───── 提供本文 ─────

エルサレム(CNN) イスラエルは16日、国際社会からの非難を無視する形で、パレスチナ自治区ガザ地区の最大都市ガザ市への地上侵攻を開始したと発表した。激化する空爆の中、多くのパレスチナ住民がガザ市からの避難を進めている。
イスラエル当局によると、地上侵攻は市の周辺部から始まった。過去1週間で高層ビルの破壊や空爆が加速していた地域だという。
「ガザは燃えている」とイスラエルのカッツ国防相は16日に投稿。イスラエル国防軍(IDF)が「テロのインフラ」を攻撃し、人質の解放とイスラム組織ハマスの壊滅を目指していると述べた。イスラエルのネタニヤフ首相は、戦争が「重大な局面」を迎えているとし、ガザ市をハマスの最後の拠点の一つと位置づけた。

─────

やること:
**1.** 本文の「イスラエル当局によると、地上」から「後の拠点の一つと位置づけた。」までをそのまま引用せよ。
**2.** 本文に基づいて次の問いに答えよ。
(a) 地上侵攻はガザ市のどこから始まったか。
(b) 「ガザは燃えている」と投稿したのは誰か。
(c) ネタニヤフ首相はガザ市をどう位置づけたか。
この後に続く資料は本文とは別物である。

───── データ行 ─────

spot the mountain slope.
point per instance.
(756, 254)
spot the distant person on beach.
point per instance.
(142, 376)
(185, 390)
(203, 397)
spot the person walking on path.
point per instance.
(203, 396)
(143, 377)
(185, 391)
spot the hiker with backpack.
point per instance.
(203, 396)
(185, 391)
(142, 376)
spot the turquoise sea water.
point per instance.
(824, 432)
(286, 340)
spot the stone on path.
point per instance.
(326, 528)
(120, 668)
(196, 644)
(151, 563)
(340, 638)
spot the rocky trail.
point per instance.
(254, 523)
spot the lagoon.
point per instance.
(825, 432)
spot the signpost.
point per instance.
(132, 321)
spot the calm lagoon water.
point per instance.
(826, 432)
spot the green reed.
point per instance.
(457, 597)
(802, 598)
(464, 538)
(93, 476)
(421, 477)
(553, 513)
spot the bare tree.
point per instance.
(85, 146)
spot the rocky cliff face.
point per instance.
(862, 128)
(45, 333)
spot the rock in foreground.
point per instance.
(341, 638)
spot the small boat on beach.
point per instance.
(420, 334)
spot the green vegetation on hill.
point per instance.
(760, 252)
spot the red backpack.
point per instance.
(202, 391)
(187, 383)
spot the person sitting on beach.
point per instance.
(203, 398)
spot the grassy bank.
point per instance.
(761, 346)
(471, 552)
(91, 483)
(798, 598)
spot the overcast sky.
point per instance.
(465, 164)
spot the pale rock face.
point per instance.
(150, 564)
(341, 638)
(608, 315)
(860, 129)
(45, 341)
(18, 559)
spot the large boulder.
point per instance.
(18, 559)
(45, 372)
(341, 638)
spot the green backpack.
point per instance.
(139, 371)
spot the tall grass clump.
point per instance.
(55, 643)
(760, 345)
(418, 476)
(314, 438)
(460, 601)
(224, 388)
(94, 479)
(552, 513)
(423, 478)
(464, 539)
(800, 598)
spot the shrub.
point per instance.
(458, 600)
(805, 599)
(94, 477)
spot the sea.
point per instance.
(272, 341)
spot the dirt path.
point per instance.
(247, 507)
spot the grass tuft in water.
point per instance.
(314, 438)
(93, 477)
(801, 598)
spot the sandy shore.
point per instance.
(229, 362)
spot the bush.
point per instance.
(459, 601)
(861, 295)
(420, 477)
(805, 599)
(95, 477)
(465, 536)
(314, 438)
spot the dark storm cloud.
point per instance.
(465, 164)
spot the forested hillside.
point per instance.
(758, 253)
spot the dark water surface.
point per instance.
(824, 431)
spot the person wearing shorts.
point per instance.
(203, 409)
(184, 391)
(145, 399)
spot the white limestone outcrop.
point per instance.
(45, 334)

─────
───── データ行 ─────

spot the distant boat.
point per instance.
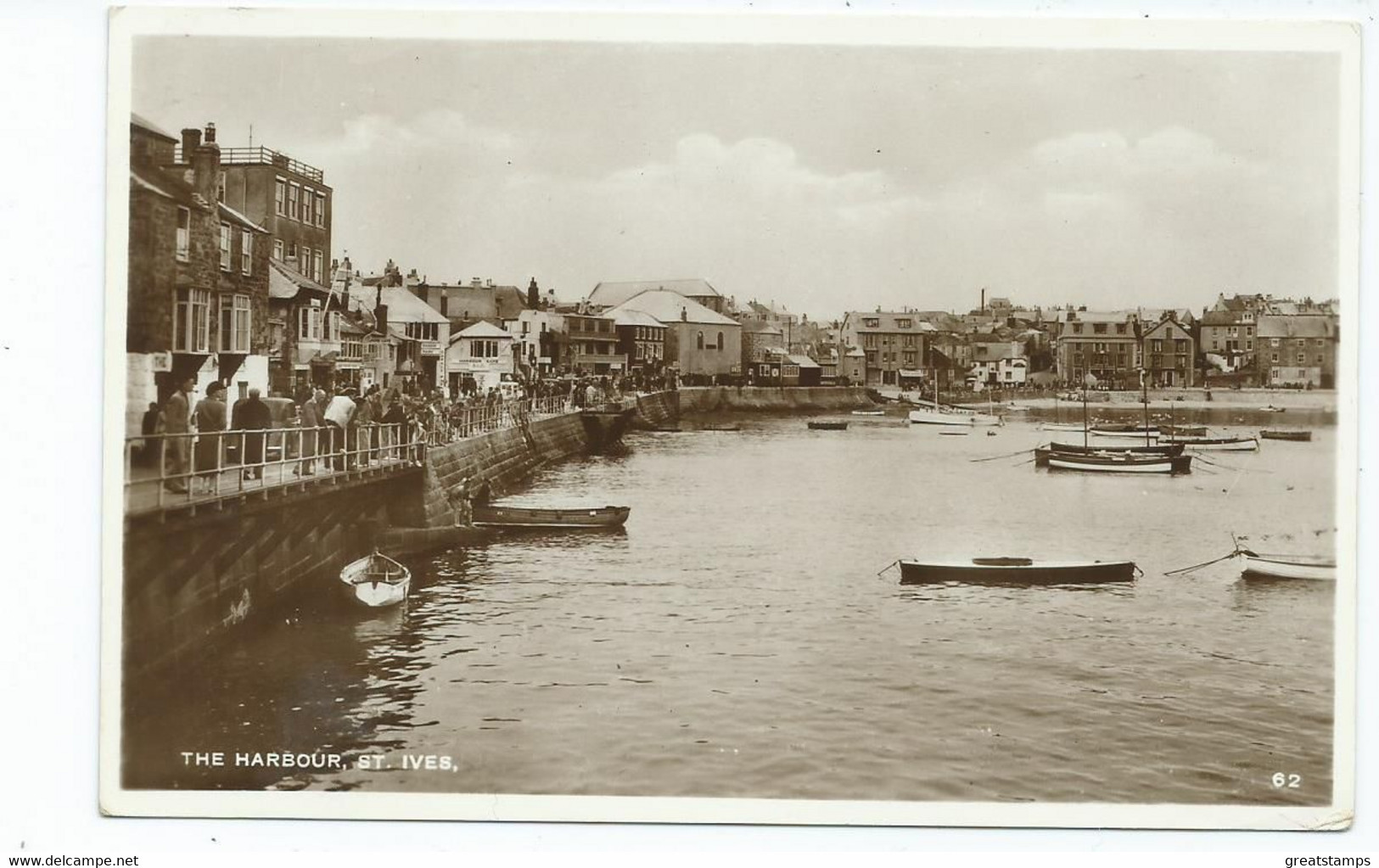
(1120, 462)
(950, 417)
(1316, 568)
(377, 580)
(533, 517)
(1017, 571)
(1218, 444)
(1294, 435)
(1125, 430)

─────
───── データ行 ─────

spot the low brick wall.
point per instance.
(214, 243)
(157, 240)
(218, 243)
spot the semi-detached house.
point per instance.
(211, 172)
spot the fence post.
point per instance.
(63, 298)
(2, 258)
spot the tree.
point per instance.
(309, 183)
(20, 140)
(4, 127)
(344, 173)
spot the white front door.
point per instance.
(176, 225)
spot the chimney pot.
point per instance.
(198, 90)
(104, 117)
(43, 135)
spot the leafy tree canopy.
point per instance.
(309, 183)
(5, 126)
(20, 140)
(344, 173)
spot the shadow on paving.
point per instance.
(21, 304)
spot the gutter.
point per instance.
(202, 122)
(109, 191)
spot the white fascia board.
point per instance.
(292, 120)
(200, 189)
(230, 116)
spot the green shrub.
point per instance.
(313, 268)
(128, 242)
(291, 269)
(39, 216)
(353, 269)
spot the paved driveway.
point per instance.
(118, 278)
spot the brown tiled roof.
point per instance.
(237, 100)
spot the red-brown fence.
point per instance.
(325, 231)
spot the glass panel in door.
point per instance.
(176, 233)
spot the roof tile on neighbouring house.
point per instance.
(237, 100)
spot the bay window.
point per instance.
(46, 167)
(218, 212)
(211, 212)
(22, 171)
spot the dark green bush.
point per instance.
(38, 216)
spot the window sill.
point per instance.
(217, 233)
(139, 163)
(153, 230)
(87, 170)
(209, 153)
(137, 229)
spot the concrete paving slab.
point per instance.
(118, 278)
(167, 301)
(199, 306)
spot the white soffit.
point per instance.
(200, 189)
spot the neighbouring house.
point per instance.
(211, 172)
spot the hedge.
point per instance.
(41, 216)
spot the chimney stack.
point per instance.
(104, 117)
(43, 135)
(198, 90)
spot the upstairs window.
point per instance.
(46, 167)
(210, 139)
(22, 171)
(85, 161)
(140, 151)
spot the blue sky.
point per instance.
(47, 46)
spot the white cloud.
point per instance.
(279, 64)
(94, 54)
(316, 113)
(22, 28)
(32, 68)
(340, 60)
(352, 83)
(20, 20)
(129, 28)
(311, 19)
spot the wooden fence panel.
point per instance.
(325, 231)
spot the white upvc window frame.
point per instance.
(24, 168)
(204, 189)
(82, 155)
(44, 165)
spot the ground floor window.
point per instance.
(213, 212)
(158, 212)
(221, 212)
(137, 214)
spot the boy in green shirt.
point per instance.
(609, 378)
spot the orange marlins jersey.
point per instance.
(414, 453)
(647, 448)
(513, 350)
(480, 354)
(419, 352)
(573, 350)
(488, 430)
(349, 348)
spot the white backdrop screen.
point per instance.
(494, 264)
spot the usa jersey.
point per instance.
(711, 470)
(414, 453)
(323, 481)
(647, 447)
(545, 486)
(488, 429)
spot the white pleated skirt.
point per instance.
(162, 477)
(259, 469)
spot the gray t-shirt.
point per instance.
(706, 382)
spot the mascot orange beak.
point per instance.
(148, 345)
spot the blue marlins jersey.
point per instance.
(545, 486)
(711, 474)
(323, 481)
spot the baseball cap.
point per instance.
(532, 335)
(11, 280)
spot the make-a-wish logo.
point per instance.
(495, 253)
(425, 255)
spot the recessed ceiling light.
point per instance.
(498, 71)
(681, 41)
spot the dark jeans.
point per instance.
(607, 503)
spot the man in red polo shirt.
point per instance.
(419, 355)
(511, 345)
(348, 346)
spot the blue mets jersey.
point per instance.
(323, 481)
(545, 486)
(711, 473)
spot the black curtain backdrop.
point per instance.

─────

解答:
**1.**
イスラエル当局によると、地上侵攻は市の周辺部から始まった。過去1週間で高層ビルの破壊や空爆が加速していた地域だという。
「ガザは燃えている」とイスラエルのカッツ国防相は16日に投稿。イスラエル国防軍(IDF)が「テロのインフラ」を攻撃し、人質の解放とイスラム組織ハマスの壊滅を目指していると述べた。イスラエルのネタニヤフ首相は、戦争が「重大な局面」を迎えているとし、ガザ市をハマスの最後の拠点の一つと位置づけた。

**2.**
(a) 市の周辺部
(b) イスラエルのカッツ国防相
(c) ハマスの最後の拠点の一つ